- Short task
Reproduce, word for word, the lines from the one holding "of the dark" through the end of the records, including both ends.

— Start Supplied material —

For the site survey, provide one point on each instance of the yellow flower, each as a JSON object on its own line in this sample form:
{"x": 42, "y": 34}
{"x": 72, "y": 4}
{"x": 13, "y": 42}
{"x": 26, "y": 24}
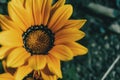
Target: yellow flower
{"x": 40, "y": 34}
{"x": 26, "y": 73}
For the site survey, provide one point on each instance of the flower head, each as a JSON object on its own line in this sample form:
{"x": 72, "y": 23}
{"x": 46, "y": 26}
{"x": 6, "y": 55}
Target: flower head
{"x": 26, "y": 73}
{"x": 40, "y": 34}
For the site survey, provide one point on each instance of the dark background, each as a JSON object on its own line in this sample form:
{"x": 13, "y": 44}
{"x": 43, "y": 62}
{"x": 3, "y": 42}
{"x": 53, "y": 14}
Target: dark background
{"x": 102, "y": 39}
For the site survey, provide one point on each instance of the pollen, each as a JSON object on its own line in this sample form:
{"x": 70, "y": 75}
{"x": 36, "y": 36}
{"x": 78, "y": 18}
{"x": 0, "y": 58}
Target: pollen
{"x": 38, "y": 39}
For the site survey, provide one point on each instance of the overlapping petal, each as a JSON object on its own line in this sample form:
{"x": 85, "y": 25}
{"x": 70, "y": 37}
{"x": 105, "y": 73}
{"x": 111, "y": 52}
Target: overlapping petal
{"x": 16, "y": 13}
{"x": 74, "y": 23}
{"x": 37, "y": 62}
{"x": 54, "y": 65}
{"x": 4, "y": 51}
{"x": 6, "y": 76}
{"x": 70, "y": 34}
{"x": 17, "y": 57}
{"x": 76, "y": 48}
{"x": 61, "y": 52}
{"x": 11, "y": 38}
{"x": 22, "y": 72}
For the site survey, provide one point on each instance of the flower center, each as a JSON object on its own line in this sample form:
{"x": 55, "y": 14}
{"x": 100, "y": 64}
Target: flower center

— End Supplied material —

- Answer to the exercise
For the site survey, provide one point on each instance of the dark background, each as a JSON object on its own line in this sample form:
{"x": 13, "y": 44}
{"x": 43, "y": 62}
{"x": 3, "y": 42}
{"x": 53, "y": 14}
Target: dark background
{"x": 102, "y": 39}
For the site survey, provide one point on each instance of the pollen, each as a JSON object on its own line in this sample form:
{"x": 70, "y": 75}
{"x": 36, "y": 36}
{"x": 78, "y": 18}
{"x": 0, "y": 58}
Target: pollen
{"x": 38, "y": 39}
For the site survey, provide one point on each instance of the overlapping petal, each as a JSON object on its own line in this sample form:
{"x": 85, "y": 25}
{"x": 70, "y": 37}
{"x": 105, "y": 73}
{"x": 111, "y": 52}
Target: overlapping petal
{"x": 16, "y": 13}
{"x": 74, "y": 23}
{"x": 37, "y": 62}
{"x": 54, "y": 65}
{"x": 4, "y": 51}
{"x": 6, "y": 76}
{"x": 70, "y": 34}
{"x": 17, "y": 57}
{"x": 76, "y": 48}
{"x": 61, "y": 52}
{"x": 11, "y": 38}
{"x": 22, "y": 72}
For the site survey, provide one point on each instance of the flower center, each as a JSON object on its own line in this sample form:
{"x": 55, "y": 14}
{"x": 100, "y": 64}
Target: flower center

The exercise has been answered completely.